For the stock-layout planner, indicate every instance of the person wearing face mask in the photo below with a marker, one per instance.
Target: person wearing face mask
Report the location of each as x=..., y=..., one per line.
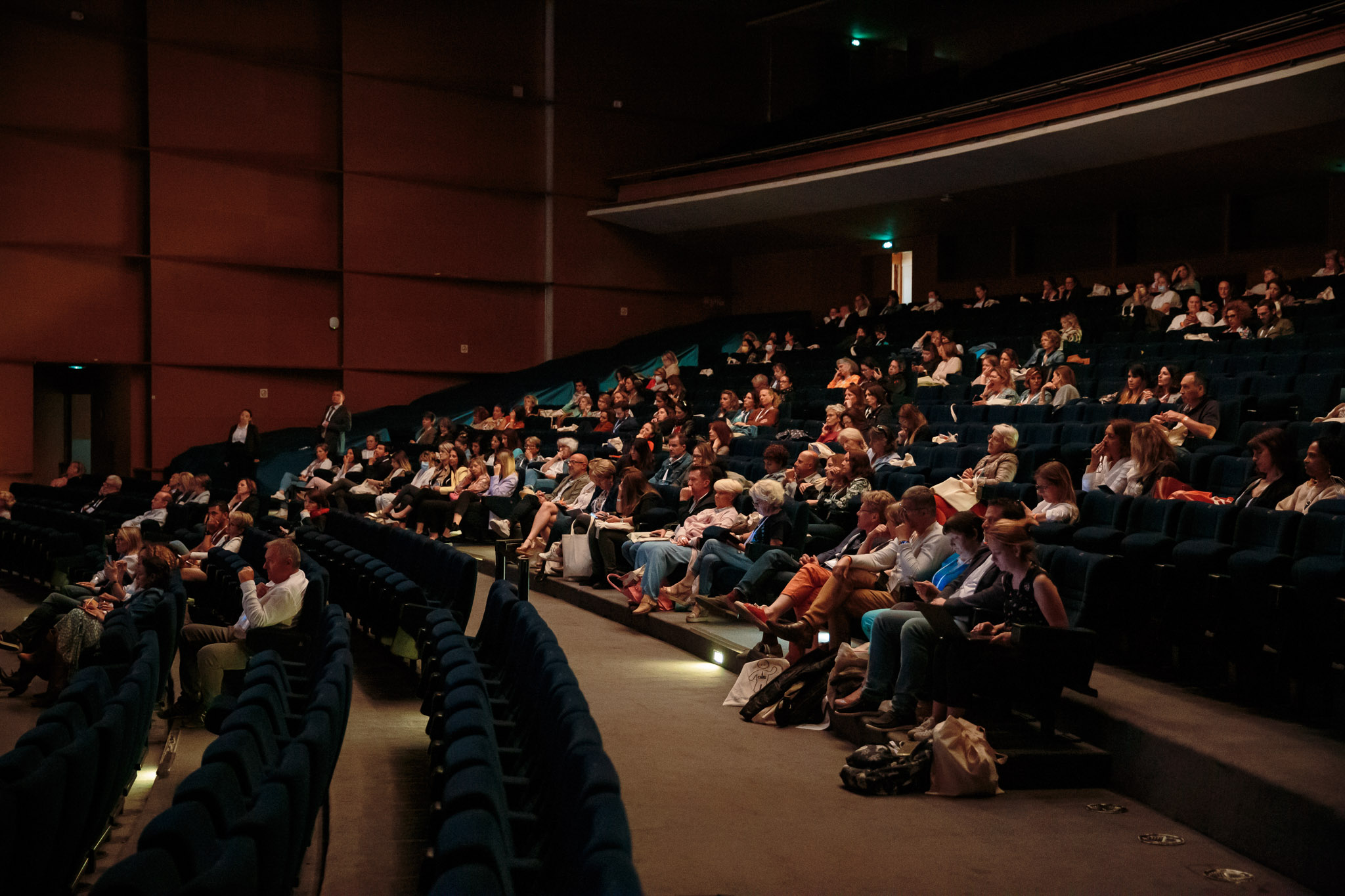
x=902, y=640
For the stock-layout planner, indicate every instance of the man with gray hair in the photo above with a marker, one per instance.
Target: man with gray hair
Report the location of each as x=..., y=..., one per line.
x=915, y=553
x=109, y=486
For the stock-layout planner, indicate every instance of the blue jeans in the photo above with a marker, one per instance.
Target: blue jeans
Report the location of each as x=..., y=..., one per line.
x=715, y=557
x=899, y=657
x=658, y=559
x=764, y=570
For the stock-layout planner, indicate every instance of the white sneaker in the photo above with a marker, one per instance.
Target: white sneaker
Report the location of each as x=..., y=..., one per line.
x=925, y=731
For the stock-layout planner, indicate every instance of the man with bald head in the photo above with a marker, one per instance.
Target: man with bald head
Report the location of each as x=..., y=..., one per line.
x=803, y=480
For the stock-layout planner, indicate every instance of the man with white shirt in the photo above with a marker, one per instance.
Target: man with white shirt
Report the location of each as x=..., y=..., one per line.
x=208, y=651
x=1193, y=317
x=335, y=423
x=158, y=512
x=915, y=553
x=902, y=641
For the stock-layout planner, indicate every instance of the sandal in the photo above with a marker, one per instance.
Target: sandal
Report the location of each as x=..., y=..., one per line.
x=755, y=614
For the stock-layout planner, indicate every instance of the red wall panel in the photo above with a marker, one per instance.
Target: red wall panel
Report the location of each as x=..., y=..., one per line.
x=378, y=389
x=588, y=319
x=594, y=144
x=486, y=47
x=413, y=228
x=69, y=308
x=200, y=405
x=242, y=316
x=69, y=195
x=229, y=213
x=60, y=81
x=422, y=132
x=301, y=32
x=16, y=413
x=200, y=101
x=592, y=253
x=420, y=326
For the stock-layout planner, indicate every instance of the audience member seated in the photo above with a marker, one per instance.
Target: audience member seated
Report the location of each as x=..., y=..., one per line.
x=961, y=666
x=1137, y=389
x=206, y=652
x=916, y=550
x=74, y=476
x=1056, y=494
x=1238, y=317
x=223, y=531
x=1049, y=354
x=1273, y=326
x=803, y=480
x=658, y=558
x=1034, y=389
x=553, y=521
x=304, y=477
x=912, y=427
x=1155, y=459
x=120, y=566
x=1168, y=385
x=1110, y=464
x=1269, y=276
x=81, y=628
x=1193, y=319
x=810, y=572
x=998, y=389
x=245, y=500
x=831, y=425
x=848, y=373
x=903, y=641
x=335, y=423
x=109, y=486
x=158, y=512
x=881, y=450
x=1063, y=386
x=1325, y=458
x=1071, y=331
x=1199, y=413
x=998, y=465
x=735, y=553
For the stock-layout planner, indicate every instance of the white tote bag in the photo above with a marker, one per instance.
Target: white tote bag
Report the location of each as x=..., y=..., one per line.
x=965, y=765
x=579, y=561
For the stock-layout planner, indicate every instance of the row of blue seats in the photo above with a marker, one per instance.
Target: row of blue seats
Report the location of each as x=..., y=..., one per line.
x=525, y=798
x=1245, y=586
x=387, y=580
x=62, y=785
x=241, y=822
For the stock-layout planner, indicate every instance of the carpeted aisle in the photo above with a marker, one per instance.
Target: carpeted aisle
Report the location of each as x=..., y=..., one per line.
x=722, y=806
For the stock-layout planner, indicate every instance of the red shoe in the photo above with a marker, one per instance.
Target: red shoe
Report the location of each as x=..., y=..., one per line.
x=755, y=612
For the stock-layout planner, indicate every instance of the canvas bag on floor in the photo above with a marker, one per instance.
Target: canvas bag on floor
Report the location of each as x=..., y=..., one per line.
x=965, y=765
x=579, y=561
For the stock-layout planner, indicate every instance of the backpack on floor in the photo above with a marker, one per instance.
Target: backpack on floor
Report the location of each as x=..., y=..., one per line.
x=795, y=696
x=883, y=769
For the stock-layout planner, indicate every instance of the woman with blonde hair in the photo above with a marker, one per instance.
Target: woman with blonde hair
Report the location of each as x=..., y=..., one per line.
x=1049, y=352
x=848, y=373
x=1153, y=456
x=1070, y=328
x=1030, y=599
x=1056, y=494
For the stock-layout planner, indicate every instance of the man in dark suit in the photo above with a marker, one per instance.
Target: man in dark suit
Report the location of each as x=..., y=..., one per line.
x=335, y=423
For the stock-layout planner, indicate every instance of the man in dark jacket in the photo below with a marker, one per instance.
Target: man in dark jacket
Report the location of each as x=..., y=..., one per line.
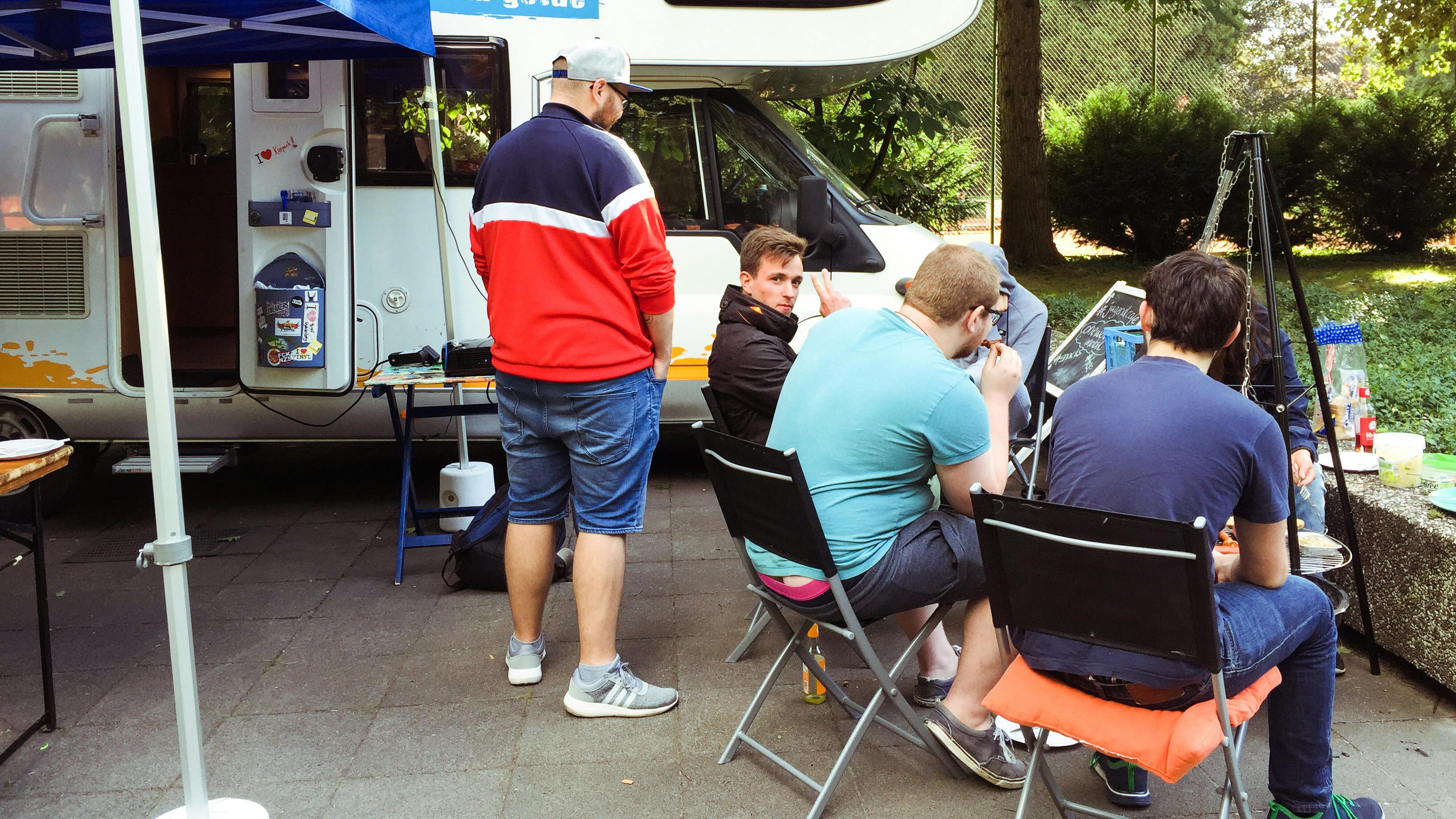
x=756, y=321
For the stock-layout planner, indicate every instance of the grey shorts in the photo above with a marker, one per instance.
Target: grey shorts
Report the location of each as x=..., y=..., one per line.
x=934, y=560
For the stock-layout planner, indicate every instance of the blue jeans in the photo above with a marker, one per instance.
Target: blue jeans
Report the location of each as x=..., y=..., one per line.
x=1291, y=627
x=590, y=441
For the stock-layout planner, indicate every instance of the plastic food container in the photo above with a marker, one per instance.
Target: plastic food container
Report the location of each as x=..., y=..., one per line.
x=1400, y=457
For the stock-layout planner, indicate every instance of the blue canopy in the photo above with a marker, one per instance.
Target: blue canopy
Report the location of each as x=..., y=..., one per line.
x=76, y=34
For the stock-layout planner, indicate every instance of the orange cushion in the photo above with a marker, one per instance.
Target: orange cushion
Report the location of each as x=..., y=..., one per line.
x=1168, y=744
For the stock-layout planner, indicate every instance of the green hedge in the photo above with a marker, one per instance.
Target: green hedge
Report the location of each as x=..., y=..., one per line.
x=1136, y=171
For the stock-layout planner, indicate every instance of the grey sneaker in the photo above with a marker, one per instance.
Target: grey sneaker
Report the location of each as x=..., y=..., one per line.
x=618, y=694
x=985, y=753
x=525, y=668
x=931, y=691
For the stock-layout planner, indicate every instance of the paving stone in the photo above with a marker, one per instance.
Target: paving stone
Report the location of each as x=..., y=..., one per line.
x=145, y=695
x=1417, y=754
x=76, y=693
x=281, y=801
x=88, y=805
x=379, y=596
x=347, y=637
x=750, y=786
x=487, y=626
x=478, y=795
x=281, y=748
x=104, y=646
x=711, y=578
x=95, y=758
x=222, y=642
x=552, y=735
x=574, y=790
x=277, y=564
x=427, y=739
x=267, y=601
x=650, y=547
x=325, y=686
x=463, y=675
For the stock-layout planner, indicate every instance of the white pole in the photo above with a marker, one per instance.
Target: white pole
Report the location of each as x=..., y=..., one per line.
x=442, y=231
x=172, y=547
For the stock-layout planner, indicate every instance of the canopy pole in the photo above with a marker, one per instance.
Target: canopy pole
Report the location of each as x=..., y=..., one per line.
x=437, y=165
x=174, y=547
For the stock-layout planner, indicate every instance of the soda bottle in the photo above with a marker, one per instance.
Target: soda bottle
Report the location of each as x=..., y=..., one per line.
x=813, y=688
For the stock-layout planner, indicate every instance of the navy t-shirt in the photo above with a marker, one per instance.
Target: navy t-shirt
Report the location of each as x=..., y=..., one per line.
x=1161, y=439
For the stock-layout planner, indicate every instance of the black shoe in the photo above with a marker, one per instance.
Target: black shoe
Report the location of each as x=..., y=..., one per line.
x=1126, y=783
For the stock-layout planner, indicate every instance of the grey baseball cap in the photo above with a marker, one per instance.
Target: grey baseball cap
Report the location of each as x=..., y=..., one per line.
x=595, y=59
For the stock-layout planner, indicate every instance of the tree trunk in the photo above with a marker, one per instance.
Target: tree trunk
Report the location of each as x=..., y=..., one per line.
x=1026, y=207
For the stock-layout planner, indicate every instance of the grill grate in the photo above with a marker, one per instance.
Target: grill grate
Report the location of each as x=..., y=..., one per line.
x=65, y=83
x=123, y=546
x=43, y=276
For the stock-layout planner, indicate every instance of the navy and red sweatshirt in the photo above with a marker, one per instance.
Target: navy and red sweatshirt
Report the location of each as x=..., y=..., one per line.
x=571, y=248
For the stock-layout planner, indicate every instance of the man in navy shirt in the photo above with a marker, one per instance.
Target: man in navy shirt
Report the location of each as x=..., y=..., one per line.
x=1162, y=439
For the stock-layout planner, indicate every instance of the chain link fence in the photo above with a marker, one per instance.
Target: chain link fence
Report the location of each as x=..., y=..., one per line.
x=1085, y=44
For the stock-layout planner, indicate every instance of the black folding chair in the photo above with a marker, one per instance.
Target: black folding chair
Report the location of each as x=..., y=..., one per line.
x=1031, y=436
x=757, y=618
x=1063, y=570
x=765, y=499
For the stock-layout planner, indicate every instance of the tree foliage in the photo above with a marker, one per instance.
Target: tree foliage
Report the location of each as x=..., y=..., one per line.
x=893, y=137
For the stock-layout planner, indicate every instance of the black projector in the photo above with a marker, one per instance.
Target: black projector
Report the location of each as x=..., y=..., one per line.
x=469, y=358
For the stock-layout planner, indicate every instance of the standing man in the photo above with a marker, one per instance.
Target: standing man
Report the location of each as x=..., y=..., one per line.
x=571, y=247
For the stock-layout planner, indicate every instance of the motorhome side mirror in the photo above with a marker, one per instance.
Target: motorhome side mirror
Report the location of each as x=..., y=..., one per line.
x=325, y=164
x=816, y=211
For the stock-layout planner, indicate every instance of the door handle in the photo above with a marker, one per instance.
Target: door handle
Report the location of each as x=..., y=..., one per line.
x=91, y=127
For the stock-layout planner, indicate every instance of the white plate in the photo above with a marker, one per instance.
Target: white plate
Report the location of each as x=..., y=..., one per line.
x=28, y=448
x=1352, y=461
x=1055, y=741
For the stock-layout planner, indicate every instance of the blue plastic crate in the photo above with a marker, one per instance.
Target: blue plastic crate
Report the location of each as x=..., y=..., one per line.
x=1121, y=344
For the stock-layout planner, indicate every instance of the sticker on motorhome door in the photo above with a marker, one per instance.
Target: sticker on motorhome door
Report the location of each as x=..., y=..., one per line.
x=574, y=9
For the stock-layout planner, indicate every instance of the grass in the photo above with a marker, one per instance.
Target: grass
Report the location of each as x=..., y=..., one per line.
x=1406, y=305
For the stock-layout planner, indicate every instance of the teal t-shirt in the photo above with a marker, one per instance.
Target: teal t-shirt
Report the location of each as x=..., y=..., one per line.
x=871, y=405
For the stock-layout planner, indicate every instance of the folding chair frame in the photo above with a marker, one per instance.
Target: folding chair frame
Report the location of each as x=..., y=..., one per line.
x=865, y=715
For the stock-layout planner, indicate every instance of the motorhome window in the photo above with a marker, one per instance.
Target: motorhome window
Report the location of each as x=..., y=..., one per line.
x=757, y=173
x=666, y=133
x=287, y=81
x=392, y=133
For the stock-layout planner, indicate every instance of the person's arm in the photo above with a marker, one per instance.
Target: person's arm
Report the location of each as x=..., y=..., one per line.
x=660, y=331
x=757, y=375
x=1001, y=376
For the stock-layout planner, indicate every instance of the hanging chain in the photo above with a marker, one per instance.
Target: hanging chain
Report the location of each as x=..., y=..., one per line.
x=1248, y=306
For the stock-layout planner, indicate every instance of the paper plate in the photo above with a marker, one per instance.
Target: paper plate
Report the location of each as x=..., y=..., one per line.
x=1056, y=741
x=1445, y=499
x=1353, y=461
x=28, y=448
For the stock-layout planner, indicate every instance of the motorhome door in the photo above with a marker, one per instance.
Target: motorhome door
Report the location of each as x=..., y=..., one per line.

### Problem to solve
Write out the entries without alteration, starting with the first line and going on through the line that contains "x=925, y=731", both included. Omit the pictures from your answer.

### Solution
For the stock-layout planner, indicate every instance of the person wearing face mask in the photo below with a marker, one per instance.
Target: person wearing face mask
Report the location of each as x=..., y=..., one per line.
x=902, y=640
For the stock-layout planner, indicate every instance of the man with gray hair in the photo above with a marker, one per instance.
Target: man with gray hair
Report the location of each as x=..., y=..., one per line.
x=915, y=553
x=109, y=486
For the stock-layout planner, indicate every instance of the blue jeans in the photo above with a marker, one per instance.
Target: blue jeans
Report the location of each as x=..., y=..., one per line.
x=715, y=557
x=899, y=657
x=658, y=559
x=764, y=570
For the stock-layout planner, indicate every instance of the white sneaker in the photo above with a marker, one per instance.
Target: white sneaker
Report the location of each as x=..., y=..., one per line.
x=925, y=731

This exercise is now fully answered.